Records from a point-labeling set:
START

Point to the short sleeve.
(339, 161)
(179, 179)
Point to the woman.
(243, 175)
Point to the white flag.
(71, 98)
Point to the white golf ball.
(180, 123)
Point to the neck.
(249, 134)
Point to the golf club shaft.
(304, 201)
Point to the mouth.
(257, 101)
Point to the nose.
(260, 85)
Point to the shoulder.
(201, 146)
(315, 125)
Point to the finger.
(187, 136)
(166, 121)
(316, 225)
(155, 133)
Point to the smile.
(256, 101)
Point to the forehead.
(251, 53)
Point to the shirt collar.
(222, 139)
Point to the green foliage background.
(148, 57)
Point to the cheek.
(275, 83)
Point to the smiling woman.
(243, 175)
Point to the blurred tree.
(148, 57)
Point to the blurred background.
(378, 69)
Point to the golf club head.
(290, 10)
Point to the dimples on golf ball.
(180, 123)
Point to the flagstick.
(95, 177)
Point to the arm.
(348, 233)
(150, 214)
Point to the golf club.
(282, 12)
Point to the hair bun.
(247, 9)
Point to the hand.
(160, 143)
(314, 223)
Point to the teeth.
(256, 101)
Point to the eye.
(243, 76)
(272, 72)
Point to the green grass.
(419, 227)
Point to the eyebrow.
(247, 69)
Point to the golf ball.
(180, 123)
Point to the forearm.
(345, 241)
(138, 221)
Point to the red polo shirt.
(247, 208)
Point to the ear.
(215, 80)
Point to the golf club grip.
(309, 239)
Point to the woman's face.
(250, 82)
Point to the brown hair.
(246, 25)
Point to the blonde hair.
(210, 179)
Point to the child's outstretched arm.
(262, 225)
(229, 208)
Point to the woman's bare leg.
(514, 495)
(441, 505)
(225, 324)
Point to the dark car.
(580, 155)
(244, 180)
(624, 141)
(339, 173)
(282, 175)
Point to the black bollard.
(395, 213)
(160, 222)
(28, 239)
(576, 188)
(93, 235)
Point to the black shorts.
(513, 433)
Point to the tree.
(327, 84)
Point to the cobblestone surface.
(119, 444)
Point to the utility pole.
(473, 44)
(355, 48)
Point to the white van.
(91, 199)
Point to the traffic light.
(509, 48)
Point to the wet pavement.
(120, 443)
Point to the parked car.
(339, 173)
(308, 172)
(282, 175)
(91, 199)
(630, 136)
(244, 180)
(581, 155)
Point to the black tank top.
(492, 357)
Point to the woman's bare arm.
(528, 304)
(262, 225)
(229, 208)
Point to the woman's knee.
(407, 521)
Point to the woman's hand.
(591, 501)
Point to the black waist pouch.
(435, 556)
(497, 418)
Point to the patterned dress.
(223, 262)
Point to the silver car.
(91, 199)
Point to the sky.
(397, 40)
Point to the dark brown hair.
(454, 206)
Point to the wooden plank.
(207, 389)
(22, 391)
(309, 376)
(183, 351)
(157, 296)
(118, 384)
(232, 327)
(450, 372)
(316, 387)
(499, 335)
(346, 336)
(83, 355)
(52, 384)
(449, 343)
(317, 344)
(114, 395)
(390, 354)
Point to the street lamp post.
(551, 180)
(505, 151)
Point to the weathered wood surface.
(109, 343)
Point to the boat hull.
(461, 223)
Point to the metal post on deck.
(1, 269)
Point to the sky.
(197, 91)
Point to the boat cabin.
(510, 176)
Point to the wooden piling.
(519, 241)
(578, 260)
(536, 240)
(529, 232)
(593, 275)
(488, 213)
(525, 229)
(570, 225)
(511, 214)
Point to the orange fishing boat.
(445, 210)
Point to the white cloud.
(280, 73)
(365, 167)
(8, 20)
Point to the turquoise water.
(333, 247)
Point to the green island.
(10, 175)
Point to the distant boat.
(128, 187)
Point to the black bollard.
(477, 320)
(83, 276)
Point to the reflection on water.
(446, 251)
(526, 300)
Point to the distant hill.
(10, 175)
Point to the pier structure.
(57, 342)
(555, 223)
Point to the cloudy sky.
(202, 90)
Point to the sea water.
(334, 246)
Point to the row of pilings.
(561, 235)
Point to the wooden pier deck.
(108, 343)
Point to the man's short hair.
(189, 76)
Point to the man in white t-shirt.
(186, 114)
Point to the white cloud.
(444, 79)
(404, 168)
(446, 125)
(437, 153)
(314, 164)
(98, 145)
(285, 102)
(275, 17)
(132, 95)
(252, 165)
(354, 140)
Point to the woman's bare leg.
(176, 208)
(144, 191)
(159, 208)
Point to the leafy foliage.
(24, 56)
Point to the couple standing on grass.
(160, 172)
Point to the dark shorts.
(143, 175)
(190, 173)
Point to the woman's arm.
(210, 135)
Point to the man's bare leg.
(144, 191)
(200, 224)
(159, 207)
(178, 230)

END

# Requirements
Copy every line of the records above word for word.

# Task response
Point to the short sleeve.
(339, 161)
(179, 179)
Point to the woman.
(243, 175)
Point to the white flag.
(71, 98)
Point to the white golf ball.
(180, 123)
Point to the neck.
(249, 134)
Point to the golf club shaft.
(304, 201)
Point to the mouth.
(257, 101)
Point to the nose.
(260, 85)
Point to the shoulder.
(201, 146)
(315, 125)
Point to the finger.
(187, 136)
(166, 121)
(316, 225)
(155, 133)
Point to the smile.
(256, 101)
Point to the forehead.
(251, 53)
Point to the shirt collar.
(222, 139)
Point to the green foliage background.
(148, 57)
Point to the cheek.
(275, 83)
Point to the smiling woman.
(243, 175)
Point to the blurred tree.
(148, 57)
Point to the blurred background.
(378, 69)
Point to the golf club head.
(290, 10)
Point to the dimples on golf ball.
(180, 123)
Point to the flagstick.
(95, 177)
Point to the arm.
(348, 233)
(150, 214)
Point to the golf club.
(282, 12)
Point to the hair bun.
(247, 9)
Point to the hand.
(160, 143)
(314, 223)
Point to the teeth.
(256, 101)
Point to the eye.
(243, 76)
(272, 72)
Point to the green grass.
(419, 227)
Point to the eyebrow.
(247, 69)
Point to the golf ball.
(180, 123)
Point to the forearm.
(345, 241)
(138, 221)
Point to the red polo shirt.
(247, 208)
Point to the ear.
(215, 80)
Point to the golf club grip.
(309, 239)
Point to the woman's face.
(250, 82)
Point to the brown hair.
(246, 25)
Point to the blonde hair.
(210, 179)
Point to the child's outstretched arm.
(262, 225)
(229, 208)
Point to the woman's bare leg.
(514, 495)
(441, 505)
(225, 324)
Point to the dark car.
(580, 155)
(244, 180)
(624, 141)
(339, 173)
(282, 175)
Point to the black bollard.
(395, 213)
(160, 222)
(28, 239)
(576, 188)
(93, 235)
Point to the black shorts.
(513, 433)
Point to the tree.
(327, 84)
Point to the cobblestone surface.
(119, 444)
Point to the utility pole.
(473, 44)
(355, 48)
Point to the white van.
(91, 199)
Point to the traffic light.
(509, 48)
Point to the wet pavement.
(120, 443)
Point to the parked car.
(339, 173)
(308, 172)
(282, 175)
(91, 199)
(630, 136)
(244, 180)
(581, 155)
Point to the black tank top.
(492, 357)
Point to the woman's bare arm.
(528, 304)
(262, 225)
(229, 208)
Point to the woman's knee.
(407, 521)
Point to the woman's hand.
(591, 501)
Point to the black waist pouch.
(435, 556)
(497, 418)
Point to the patterned dress.
(223, 262)
Point to the silver car.
(91, 199)
Point to the sky.
(397, 40)
Point to the dark brown hair.
(454, 206)
Point to the wooden plank.
(207, 389)
(22, 391)
(309, 376)
(183, 351)
(157, 296)
(118, 384)
(232, 327)
(450, 372)
(316, 387)
(499, 335)
(346, 336)
(83, 355)
(52, 384)
(449, 343)
(317, 344)
(114, 395)
(390, 354)
Point to the street lamp post.
(551, 180)
(505, 151)
Point to the weathered wood surface.
(109, 343)
Point to the boat hull.
(461, 223)
Point to the metal post on deck.
(1, 269)
Point to the sky.
(197, 91)
Point to the boat cabin.
(510, 176)
Point to the wooden piling.
(519, 241)
(578, 260)
(536, 240)
(529, 232)
(593, 275)
(488, 213)
(525, 229)
(570, 225)
(511, 214)
Point to the orange fishing boat.
(445, 210)
Point to the white cloud.
(280, 73)
(365, 167)
(8, 20)
Point to the turquoise water.
(333, 247)
Point to the green island.
(10, 175)
Point to the distant boat.
(128, 187)
Point to the black bollard.
(477, 320)
(83, 276)
Point to the reflection on water.
(446, 251)
(526, 300)
Point to the distant hill.
(10, 175)
Point to the pier structure.
(57, 342)
(555, 223)
Point to the cloudy sky.
(202, 90)
Point to the sea water.
(334, 246)
Point to the row of pilings.
(561, 235)
Point to the wooden pier deck.
(108, 343)
Point to the man's short hair.
(189, 76)
Point to the man in white t-shirt.
(186, 114)
Point to the white cloud.
(444, 79)
(404, 168)
(446, 125)
(437, 153)
(314, 164)
(98, 145)
(285, 102)
(275, 17)
(132, 95)
(252, 165)
(354, 140)
Point to the woman's bare leg.
(176, 208)
(144, 191)
(159, 208)
Point to the leafy foliage.
(24, 56)
Point to the couple standing on grass.
(160, 172)
Point to the dark shorts.
(143, 175)
(190, 173)
Point to the woman's arm.
(210, 135)
Point to the man's bare leg.
(144, 191)
(200, 224)
(159, 207)
(178, 230)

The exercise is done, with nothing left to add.